Supplied records:
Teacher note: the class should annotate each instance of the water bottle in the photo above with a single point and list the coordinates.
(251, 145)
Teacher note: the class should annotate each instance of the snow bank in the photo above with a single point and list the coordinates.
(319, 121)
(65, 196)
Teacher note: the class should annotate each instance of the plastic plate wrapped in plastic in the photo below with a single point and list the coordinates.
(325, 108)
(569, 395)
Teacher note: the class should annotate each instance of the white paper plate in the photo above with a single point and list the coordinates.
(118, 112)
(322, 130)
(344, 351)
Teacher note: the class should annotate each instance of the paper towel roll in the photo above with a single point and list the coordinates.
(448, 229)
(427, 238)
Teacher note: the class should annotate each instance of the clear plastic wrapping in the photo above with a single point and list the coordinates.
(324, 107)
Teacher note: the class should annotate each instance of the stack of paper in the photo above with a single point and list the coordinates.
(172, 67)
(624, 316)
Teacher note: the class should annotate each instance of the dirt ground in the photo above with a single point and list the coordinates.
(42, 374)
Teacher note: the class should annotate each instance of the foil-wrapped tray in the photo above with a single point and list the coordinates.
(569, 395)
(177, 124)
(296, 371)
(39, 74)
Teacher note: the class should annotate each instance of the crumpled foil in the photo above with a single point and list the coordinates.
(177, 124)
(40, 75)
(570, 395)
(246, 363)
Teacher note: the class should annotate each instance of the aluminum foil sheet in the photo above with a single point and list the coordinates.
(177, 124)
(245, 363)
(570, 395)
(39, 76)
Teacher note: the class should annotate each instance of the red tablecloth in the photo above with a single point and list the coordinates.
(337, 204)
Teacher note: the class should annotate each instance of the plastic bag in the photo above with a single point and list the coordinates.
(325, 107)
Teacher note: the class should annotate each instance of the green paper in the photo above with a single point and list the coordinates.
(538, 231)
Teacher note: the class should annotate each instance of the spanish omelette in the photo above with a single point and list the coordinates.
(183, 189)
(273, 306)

Task description: Please rewrite everything above from the line containing "Teacher note: the class should annotate each instance of the red" down to the last line, keeping every line and shifting each coordinate in the answers by 74.

Worked solution:
Teacher note: the class should annotate each instance of the red tablecloth in the photo above with a single point and list the coordinates.
(411, 278)
Teacher note: the class should annotate each instance of the plastic bag in the photo above with a single point and list the coordinates.
(399, 181)
Teacher note: the class should annotate each instance of the green paper in the photo above with a single point and list the coordinates.
(612, 305)
Teacher note: the class should annotate each instance of the spanish omelette in the photo above with a single point and list the coordinates.
(257, 263)
(347, 380)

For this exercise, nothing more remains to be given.